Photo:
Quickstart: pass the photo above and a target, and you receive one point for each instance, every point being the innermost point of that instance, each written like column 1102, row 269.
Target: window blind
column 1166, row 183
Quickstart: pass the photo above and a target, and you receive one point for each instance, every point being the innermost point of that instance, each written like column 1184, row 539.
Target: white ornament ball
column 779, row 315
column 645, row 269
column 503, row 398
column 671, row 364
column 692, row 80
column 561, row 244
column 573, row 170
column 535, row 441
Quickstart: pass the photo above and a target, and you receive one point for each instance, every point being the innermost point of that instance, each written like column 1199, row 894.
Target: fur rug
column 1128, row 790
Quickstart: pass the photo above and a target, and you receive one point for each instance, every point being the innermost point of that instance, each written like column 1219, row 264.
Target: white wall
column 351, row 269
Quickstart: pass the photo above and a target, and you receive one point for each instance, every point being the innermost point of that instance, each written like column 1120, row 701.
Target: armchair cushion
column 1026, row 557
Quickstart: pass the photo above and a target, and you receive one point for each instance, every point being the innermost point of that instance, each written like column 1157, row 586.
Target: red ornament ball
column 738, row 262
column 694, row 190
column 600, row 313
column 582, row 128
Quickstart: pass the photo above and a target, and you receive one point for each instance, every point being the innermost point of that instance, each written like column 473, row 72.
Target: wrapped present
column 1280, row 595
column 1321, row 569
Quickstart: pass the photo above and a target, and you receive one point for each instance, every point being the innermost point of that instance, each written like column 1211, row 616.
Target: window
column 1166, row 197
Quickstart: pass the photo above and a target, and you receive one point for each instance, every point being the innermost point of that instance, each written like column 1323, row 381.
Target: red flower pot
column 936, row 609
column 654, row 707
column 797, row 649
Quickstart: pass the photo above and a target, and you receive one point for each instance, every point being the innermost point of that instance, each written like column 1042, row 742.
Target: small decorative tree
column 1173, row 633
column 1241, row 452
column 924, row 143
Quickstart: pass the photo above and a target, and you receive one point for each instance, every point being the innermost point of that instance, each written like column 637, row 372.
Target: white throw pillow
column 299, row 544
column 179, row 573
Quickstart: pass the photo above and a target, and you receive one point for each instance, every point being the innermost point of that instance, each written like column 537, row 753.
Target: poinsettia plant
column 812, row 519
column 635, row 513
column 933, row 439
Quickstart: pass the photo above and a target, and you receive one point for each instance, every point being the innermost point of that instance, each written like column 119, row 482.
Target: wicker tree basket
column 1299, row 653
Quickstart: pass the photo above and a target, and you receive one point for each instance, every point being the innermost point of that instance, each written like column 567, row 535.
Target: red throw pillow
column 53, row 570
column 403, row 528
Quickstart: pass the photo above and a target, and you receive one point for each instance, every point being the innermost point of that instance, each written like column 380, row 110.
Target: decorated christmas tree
=-=-=
» What you will do
Write the records back word for word, starting at their very first line and going on through the line with "column 1321, row 569".

» Result
Photo:
Quickstart: pass the photo above and a target, and you receive one point for each instance, every point being the innermost point of that instance, each written like column 1102, row 269.
Target: window blind
column 1166, row 183
Quickstart: pass the photo above and a target, and you receive one point for each instance, every point being the innermost point of that instance, each written like column 1184, row 539.
Target: white ornament ball
column 779, row 315
column 645, row 269
column 503, row 398
column 671, row 364
column 692, row 80
column 561, row 244
column 573, row 170
column 535, row 441
Quickstart: pass the photo above and a target, and you receive one point for each instance, every point being the innermost point of that instance, each written like column 1199, row 894.
Target: fur rug
column 1128, row 790
Quickstart: pass the photo above and a target, and you receive one point for each instance, every point being the innermost point of that instance, each written like column 1219, row 264.
Target: white wall
column 351, row 269
Quickstart: pass the photo above and a target, and you receive one point for each instance, every point being the innermost point of that instance, each written like column 1120, row 701.
Target: armchair cushion
column 1026, row 557
Quickstart: pass the photo above and a target, and you receive one point for each instance, every point being the innermost point of that instance, each written like column 1157, row 586.
Target: red ornament ball
column 738, row 262
column 694, row 190
column 600, row 313
column 582, row 128
Quickstart: pass the photo above and a target, and you receive one point for each instance, every point being the innermost point of that instance, each written like column 473, row 72.
Target: wrapped present
column 1280, row 595
column 1321, row 569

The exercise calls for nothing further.